WHAT NEEDS TO BE DONE
At the line with "Would you mind annotating the dog's head", start copying; carry on through the last line of the material below, exactly as written, and stop there.
*****
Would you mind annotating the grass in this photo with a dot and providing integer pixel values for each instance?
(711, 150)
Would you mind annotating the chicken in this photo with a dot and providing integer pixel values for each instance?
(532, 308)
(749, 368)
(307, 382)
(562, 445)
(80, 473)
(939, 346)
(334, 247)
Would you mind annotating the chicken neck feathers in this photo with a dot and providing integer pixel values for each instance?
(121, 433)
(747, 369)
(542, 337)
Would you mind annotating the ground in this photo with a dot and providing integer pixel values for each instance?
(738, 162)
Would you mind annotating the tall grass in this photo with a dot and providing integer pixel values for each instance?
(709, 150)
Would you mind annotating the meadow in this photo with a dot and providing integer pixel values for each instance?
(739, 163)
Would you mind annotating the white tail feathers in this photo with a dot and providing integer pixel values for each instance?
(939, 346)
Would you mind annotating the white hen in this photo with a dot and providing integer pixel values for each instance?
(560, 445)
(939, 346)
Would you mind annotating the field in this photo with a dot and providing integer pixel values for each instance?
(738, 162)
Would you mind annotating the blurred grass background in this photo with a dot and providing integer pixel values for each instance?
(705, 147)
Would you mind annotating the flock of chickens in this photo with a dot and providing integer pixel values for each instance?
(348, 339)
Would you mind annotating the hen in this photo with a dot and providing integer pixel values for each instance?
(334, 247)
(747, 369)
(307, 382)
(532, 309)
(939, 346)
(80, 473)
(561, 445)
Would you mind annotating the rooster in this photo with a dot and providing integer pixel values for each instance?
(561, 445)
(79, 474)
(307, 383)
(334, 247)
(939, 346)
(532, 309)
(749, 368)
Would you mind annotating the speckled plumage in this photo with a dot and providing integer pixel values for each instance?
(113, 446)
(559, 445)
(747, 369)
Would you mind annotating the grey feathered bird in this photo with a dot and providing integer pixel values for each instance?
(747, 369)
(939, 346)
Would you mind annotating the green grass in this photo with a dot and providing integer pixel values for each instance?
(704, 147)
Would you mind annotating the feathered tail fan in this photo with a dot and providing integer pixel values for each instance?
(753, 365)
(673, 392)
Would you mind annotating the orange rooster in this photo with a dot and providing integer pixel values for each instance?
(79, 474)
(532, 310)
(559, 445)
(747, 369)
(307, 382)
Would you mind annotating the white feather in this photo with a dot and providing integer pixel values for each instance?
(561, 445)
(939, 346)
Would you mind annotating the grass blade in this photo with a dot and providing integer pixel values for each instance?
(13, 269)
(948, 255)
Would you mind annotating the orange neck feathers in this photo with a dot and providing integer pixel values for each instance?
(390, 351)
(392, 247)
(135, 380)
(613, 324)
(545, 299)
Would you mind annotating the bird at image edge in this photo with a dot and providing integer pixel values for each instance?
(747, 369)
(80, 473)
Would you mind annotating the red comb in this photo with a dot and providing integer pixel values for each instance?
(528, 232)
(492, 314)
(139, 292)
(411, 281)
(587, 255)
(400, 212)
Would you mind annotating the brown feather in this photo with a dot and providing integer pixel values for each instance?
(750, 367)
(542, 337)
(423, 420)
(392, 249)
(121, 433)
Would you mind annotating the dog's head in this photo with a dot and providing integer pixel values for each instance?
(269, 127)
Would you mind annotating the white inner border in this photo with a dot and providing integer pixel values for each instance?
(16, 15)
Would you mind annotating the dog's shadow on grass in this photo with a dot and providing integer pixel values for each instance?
*****
OUTPUT BELOW
Would you mind annotating the dog's head in this photo with a dot and providing integer pixel values for each instance?
(269, 127)
Would you mind annotating the white inner border in this photo with a dot and providing integer pixel values for each instance?
(16, 15)
Would you mind annotating the dog's shadow on grass in this photo with a dot and providing integer pixel values for each instance?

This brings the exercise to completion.